"""

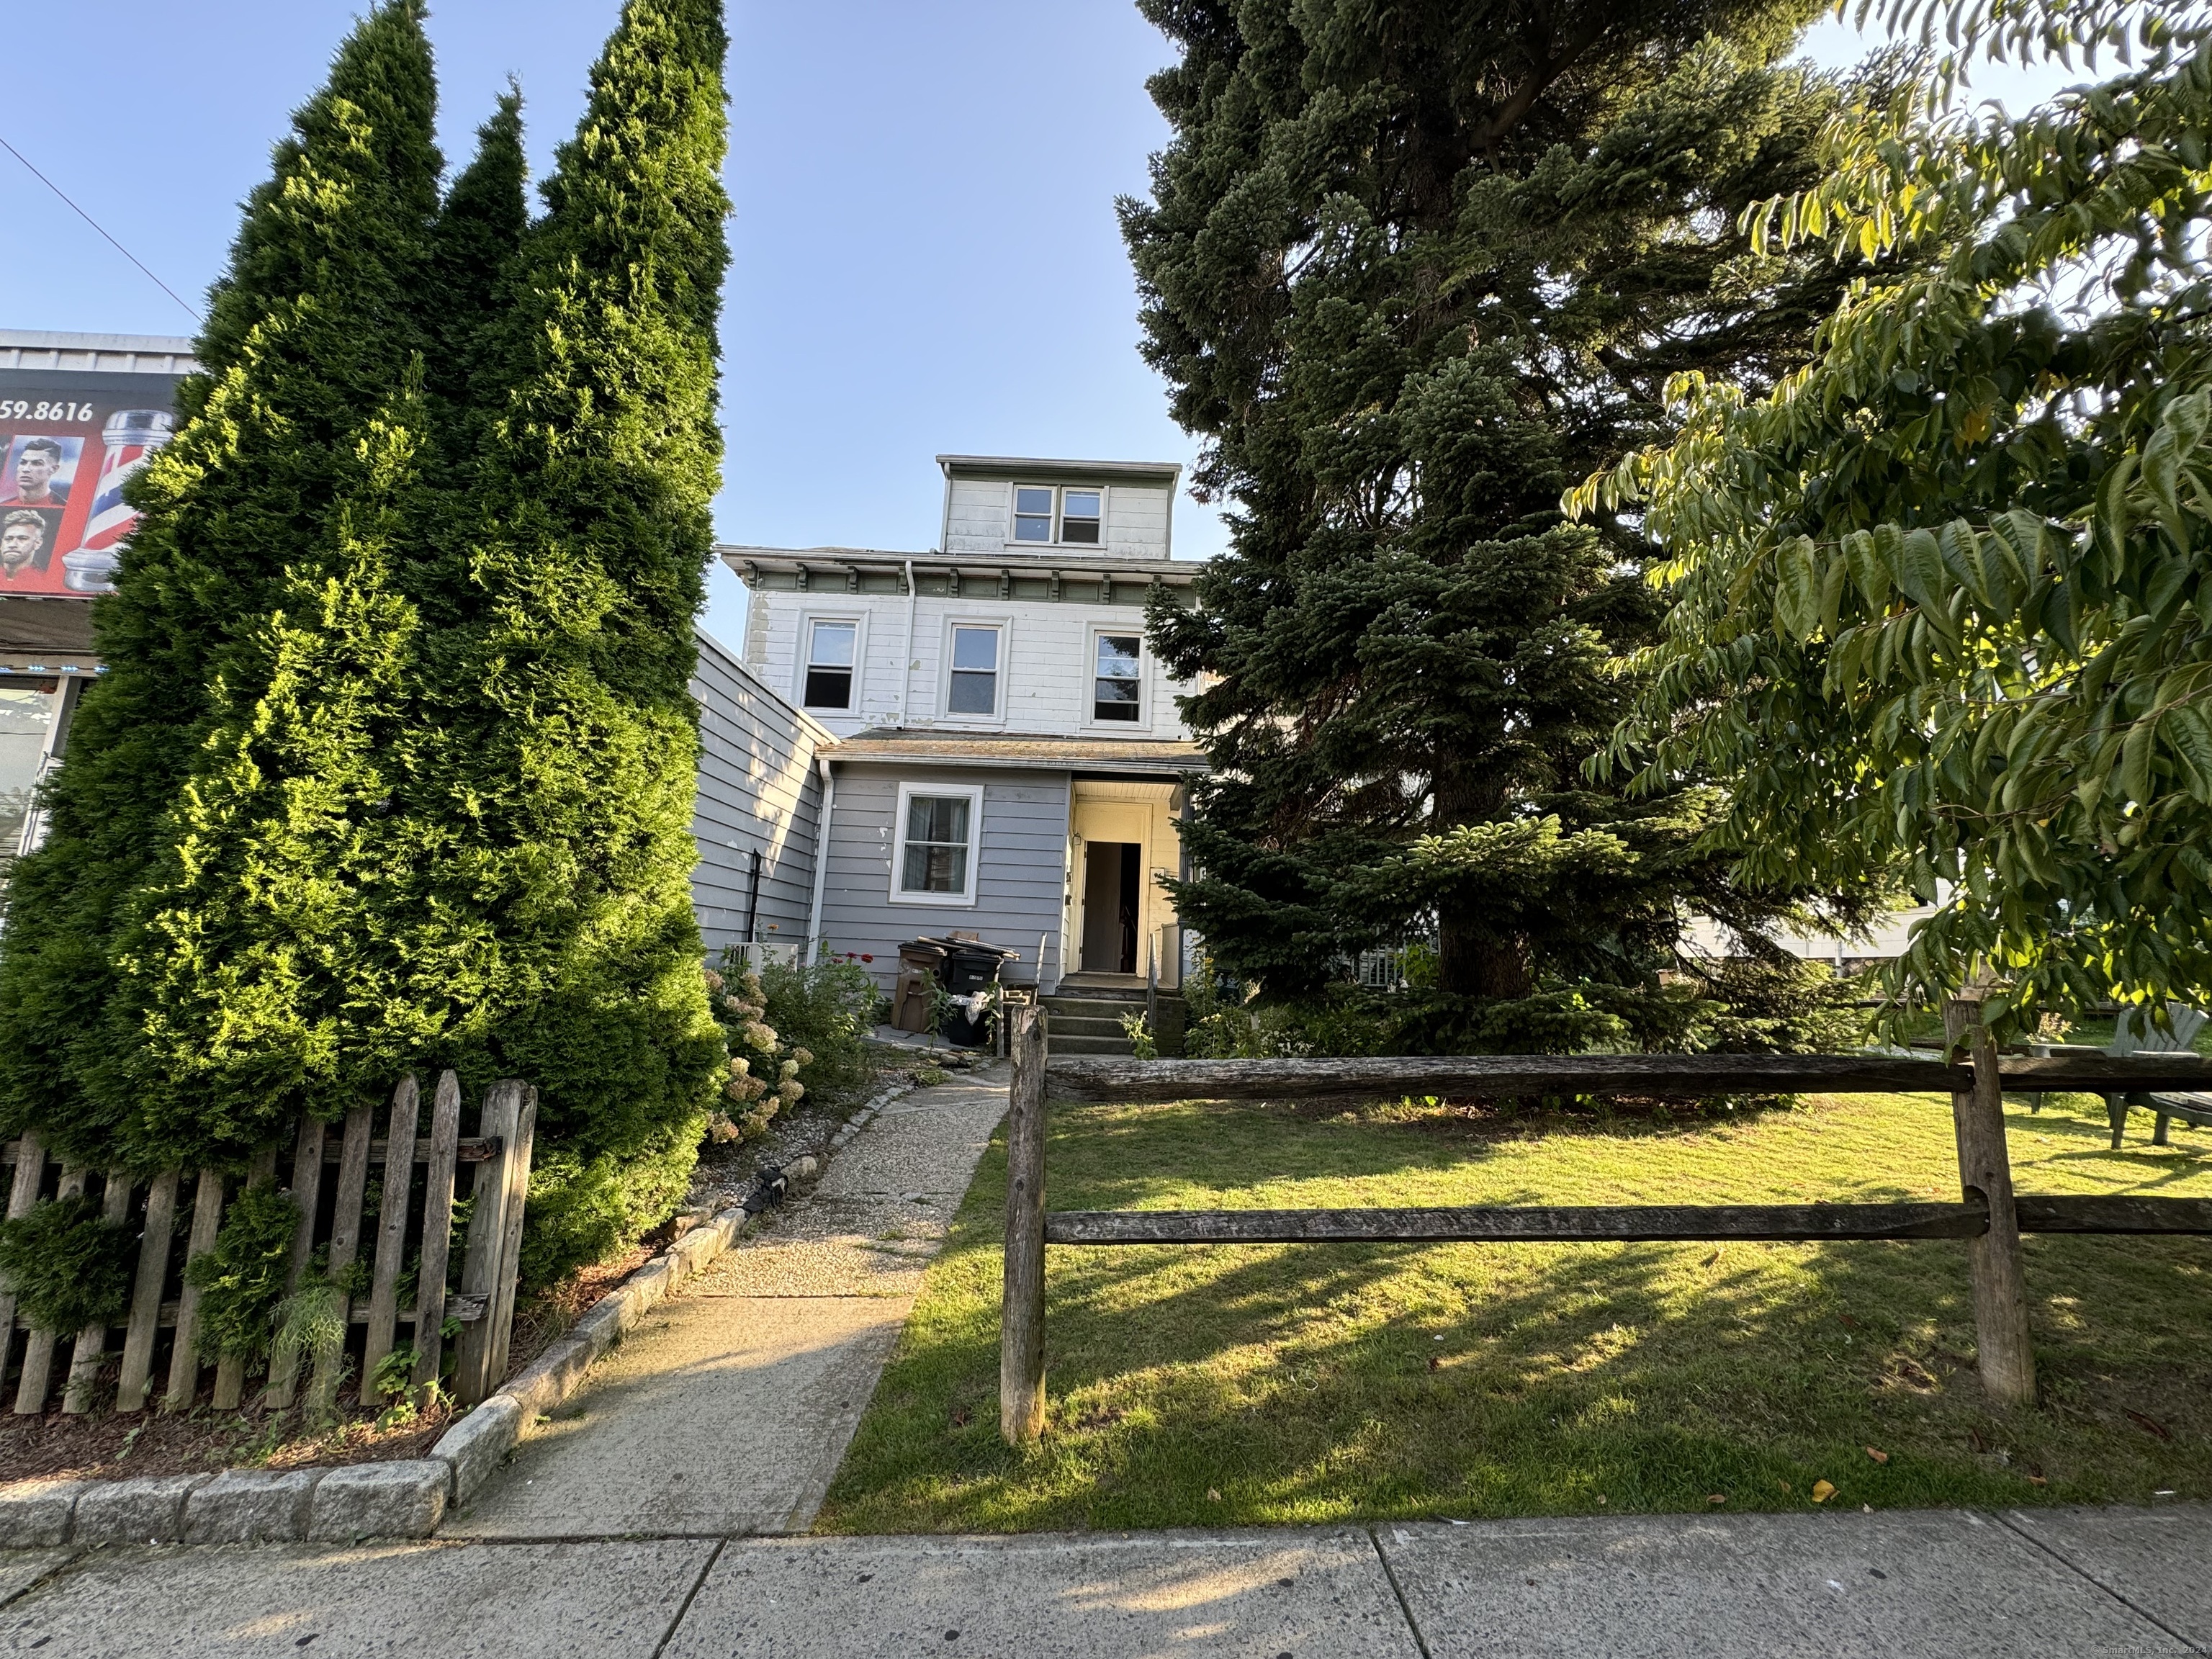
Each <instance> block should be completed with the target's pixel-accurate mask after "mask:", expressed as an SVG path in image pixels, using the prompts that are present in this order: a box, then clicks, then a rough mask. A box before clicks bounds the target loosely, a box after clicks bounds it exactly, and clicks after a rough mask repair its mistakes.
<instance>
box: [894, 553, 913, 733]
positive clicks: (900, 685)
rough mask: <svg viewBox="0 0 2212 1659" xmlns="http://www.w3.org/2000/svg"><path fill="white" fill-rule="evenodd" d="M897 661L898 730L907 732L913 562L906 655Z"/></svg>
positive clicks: (912, 579) (908, 575)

"""

**Assignment:**
Would you provide an exact, picture-free copy of the data above?

**Output for this task:**
Each <instance> block should be completed with the target's pixel-accurate mask after "mask:", expressed as an SVG path in image pixels, using the prompts that are present in this order: a box, then clicks, then a rough mask. A box before clicks bounds the target loosely, a box after clicks bounds it exactly, and clicks after a rough mask repair its mistakes.
<instance>
box: [894, 553, 913, 733]
positive clicks: (900, 685)
rough mask: <svg viewBox="0 0 2212 1659" xmlns="http://www.w3.org/2000/svg"><path fill="white" fill-rule="evenodd" d="M897 661L898 730L907 732L913 562L906 655Z"/></svg>
positive clicks: (912, 579) (908, 575)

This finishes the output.